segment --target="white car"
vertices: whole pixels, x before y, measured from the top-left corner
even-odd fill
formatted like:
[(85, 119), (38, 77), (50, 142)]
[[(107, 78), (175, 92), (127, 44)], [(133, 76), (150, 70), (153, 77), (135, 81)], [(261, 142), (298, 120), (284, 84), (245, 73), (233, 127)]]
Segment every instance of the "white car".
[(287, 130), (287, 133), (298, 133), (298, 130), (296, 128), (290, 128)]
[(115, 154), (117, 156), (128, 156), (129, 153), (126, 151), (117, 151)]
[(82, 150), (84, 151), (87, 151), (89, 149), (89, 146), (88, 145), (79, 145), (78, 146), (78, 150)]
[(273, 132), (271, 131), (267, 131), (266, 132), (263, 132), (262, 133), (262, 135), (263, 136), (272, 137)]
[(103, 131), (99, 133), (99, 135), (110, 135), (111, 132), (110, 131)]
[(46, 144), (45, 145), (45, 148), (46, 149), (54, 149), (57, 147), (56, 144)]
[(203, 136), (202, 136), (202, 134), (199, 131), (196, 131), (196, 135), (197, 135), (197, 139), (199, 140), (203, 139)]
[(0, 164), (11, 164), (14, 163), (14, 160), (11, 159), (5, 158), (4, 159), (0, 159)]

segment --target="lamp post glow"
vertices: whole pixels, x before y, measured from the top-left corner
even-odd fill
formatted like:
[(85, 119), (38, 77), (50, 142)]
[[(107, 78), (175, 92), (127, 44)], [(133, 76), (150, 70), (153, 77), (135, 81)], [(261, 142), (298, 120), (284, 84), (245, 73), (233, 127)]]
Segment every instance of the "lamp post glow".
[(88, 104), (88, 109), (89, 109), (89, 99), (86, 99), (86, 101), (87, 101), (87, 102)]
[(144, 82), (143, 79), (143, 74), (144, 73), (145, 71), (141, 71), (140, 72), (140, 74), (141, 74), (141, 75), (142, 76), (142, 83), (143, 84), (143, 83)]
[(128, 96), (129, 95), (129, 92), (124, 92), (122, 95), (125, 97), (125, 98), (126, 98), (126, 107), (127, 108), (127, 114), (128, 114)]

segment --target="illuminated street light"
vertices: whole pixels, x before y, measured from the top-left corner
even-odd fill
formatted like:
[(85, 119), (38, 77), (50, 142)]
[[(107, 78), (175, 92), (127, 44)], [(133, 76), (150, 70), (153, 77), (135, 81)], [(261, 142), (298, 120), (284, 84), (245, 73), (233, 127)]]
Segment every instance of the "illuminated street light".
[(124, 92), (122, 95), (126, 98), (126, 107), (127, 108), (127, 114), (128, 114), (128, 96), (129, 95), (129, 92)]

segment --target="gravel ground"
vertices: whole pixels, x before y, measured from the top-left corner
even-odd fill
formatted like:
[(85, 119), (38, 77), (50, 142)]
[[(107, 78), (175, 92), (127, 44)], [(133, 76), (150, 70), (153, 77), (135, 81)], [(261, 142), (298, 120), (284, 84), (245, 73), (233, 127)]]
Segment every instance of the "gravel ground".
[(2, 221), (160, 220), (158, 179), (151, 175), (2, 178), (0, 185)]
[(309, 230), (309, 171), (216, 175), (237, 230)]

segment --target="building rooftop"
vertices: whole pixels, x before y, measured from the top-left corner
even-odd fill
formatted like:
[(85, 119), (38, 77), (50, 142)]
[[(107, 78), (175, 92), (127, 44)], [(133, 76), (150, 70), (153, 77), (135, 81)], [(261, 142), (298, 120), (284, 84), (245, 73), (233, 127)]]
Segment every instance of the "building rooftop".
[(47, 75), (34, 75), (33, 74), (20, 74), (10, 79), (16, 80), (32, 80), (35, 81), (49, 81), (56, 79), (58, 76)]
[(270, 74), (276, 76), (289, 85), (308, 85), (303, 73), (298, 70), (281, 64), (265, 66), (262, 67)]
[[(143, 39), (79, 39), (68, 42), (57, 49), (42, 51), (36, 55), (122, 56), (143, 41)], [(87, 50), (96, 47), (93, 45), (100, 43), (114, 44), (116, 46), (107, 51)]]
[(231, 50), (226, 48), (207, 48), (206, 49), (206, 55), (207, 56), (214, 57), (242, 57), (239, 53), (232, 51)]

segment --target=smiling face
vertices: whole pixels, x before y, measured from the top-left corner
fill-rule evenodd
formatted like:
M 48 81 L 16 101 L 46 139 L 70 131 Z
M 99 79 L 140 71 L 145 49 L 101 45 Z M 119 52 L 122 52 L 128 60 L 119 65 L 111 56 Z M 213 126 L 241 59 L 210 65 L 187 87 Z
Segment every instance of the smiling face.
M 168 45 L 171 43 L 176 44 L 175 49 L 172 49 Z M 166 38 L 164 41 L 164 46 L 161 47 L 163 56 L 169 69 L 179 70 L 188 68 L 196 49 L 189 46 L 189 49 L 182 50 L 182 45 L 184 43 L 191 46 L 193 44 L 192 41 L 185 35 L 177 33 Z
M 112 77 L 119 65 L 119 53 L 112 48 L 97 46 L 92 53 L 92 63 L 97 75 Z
++++++++++++++++++++
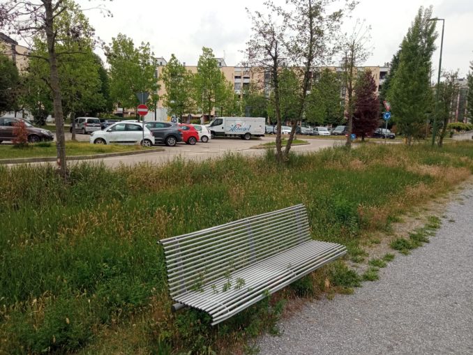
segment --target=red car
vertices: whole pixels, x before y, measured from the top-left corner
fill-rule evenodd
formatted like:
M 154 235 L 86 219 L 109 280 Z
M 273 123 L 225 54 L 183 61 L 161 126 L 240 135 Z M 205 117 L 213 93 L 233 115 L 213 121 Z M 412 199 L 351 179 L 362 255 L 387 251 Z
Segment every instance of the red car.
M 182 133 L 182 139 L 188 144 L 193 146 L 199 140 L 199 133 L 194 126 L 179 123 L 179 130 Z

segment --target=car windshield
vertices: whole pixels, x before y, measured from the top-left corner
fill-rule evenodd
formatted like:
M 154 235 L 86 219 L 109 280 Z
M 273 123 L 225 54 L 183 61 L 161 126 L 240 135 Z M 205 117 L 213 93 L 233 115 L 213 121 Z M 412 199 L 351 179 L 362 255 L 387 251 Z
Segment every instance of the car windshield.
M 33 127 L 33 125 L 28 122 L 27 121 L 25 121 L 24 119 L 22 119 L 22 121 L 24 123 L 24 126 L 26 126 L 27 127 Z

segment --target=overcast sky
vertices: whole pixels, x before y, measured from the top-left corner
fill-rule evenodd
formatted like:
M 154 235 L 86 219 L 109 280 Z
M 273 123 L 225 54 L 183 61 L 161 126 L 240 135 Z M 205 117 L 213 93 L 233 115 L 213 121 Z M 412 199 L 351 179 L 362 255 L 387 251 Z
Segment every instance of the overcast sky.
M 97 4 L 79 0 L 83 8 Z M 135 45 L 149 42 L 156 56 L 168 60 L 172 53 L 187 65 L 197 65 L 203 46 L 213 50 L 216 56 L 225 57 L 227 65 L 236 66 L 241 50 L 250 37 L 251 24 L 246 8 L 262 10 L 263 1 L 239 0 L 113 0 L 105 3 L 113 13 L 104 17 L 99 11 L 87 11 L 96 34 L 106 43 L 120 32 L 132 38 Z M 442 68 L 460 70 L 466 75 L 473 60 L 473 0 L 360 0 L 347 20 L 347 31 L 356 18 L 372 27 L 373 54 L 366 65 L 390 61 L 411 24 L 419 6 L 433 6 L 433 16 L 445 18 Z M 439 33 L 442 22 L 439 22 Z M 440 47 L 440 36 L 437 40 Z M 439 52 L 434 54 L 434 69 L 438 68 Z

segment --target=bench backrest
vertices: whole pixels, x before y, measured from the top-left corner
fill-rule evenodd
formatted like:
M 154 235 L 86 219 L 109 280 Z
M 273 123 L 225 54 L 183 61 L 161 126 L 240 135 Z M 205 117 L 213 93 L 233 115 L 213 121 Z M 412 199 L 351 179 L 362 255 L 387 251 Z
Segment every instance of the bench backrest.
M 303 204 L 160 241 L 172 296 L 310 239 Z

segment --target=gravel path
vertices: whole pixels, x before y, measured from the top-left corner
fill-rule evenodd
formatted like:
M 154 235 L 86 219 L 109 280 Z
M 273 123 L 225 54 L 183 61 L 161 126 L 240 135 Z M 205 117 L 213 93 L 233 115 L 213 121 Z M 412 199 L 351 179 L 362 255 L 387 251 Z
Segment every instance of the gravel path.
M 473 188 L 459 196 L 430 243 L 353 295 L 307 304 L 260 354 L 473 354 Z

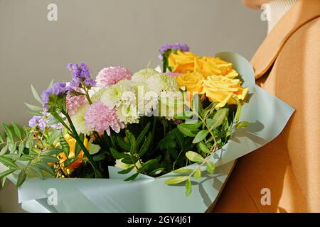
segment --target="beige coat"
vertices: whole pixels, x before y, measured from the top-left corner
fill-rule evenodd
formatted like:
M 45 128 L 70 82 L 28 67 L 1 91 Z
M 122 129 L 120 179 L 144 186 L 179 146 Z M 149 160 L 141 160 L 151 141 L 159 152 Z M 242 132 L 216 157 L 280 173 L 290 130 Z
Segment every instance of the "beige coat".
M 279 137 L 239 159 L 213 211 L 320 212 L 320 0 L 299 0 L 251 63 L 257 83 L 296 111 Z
++++++++++++++++++++
_STATED TASK_
Put the lines running from the one that contains "segment --target=red car" through the one that contains "M 182 133 L" into a numbered list, leaving out blank lines.

_RESULT OF THIS TASK_
1. segment --target=red car
2. vertices: whole pixels, x before y, measured from the top-left corner
3. fill-rule evenodd
4. formatted like:
5. M 154 235 L 86 219 L 109 280 Z
6. M 273 123 L 225 54 L 183 61 L 161 126 L 240 135 Z M 205 117 L 213 93 L 233 115 L 213 121 Z M 412 199 L 351 179 L 362 255 L 387 251 Z
7. Segment every instance of the red car.
8. M 182 133 L 182 139 L 188 144 L 193 146 L 199 140 L 199 133 L 194 126 L 179 123 L 179 130 Z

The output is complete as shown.